Segment Start: SOURCE RECORDS

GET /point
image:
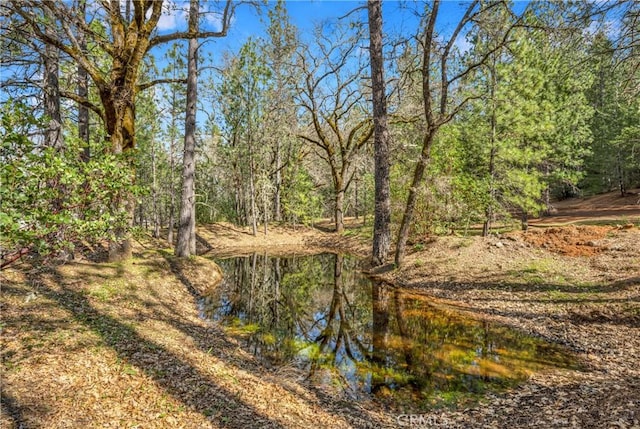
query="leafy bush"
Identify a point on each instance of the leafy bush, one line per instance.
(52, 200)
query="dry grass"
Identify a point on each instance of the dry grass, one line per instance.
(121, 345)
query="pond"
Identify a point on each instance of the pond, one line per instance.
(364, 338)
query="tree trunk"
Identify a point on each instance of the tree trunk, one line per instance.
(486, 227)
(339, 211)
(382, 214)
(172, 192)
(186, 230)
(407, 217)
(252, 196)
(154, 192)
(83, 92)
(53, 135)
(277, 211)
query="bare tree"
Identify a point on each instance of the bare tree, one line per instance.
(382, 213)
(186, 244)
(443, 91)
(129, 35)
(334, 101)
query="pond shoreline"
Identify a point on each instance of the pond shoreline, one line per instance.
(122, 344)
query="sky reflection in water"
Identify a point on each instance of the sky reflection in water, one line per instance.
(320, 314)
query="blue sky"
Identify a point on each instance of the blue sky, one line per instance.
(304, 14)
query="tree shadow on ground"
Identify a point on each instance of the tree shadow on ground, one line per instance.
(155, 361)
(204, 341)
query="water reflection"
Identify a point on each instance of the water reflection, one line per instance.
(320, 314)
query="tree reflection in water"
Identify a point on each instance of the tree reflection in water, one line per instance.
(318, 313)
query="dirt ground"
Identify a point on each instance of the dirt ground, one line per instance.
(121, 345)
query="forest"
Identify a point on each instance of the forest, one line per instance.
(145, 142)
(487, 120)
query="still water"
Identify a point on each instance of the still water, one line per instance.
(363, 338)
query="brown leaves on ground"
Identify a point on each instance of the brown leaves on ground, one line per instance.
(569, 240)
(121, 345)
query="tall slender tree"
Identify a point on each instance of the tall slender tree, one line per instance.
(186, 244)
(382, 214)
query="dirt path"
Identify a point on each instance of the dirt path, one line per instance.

Segment End: SOURCE RECORDS

(WHAT THE TASK ASKS)
Transcribe every entry exactly, omitting pictures.

(EXPECTED ANSWER)
GET /point
image:
query="leafy bush"
Identify a point on each instance of the leafy bush, one line per instance.
(52, 200)
query="dry grass"
Identify a point on each instance of the dry grass, one line per instance.
(121, 345)
query="pond"
Identify a point on each instance of the pond, one line per instance.
(364, 338)
query="tree trunk"
Identify a point on each instance of the tree trunk, one line per instance.
(486, 227)
(339, 211)
(382, 214)
(172, 192)
(186, 230)
(407, 217)
(252, 196)
(154, 192)
(83, 92)
(53, 135)
(277, 211)
query="bare tree"
Identify a point on each instance of the bare tree, one line per instance.
(382, 213)
(186, 244)
(443, 91)
(129, 35)
(334, 101)
query="pond shoreline"
Identify a point on each instance of the pond shoreline, one line per instance.
(122, 344)
query="sky reflection in water"
Identify a point on each instance of the sky reflection in water, one line per instance.
(320, 314)
query="blue sky"
Identify a point on each instance of the blue sky, one line per instance.
(304, 14)
query="tree shadow on ground"
Identify a point on each instance of the tree shadow on ground, one line per instance.
(155, 361)
(204, 341)
query="water reflection"
Identify a point on each instance of the water reflection, one line per instance.
(320, 314)
query="tree reflection in water"
Identify a point on each instance of the tree reflection in water, one line per instance.
(318, 313)
query="dirt ground"
Identify a point on each instance of the dirt ground, one line per instance.
(121, 345)
query="forest"
Identify a point on each instance of the forest, one line per instance.
(145, 142)
(487, 120)
query="still water"
Identify a point on each instance of the still water, one line per instance.
(363, 338)
query="brown leaves on ground"
Identify a point on each instance of the brown leaves on ground, one line per instance.
(569, 240)
(121, 345)
query="tall slender tree"
Identify a point on each instance of the tall slender tree, one line per instance.
(186, 244)
(382, 214)
query="dirt path"
Identify a point on each instance of the dirt path, one line per instance.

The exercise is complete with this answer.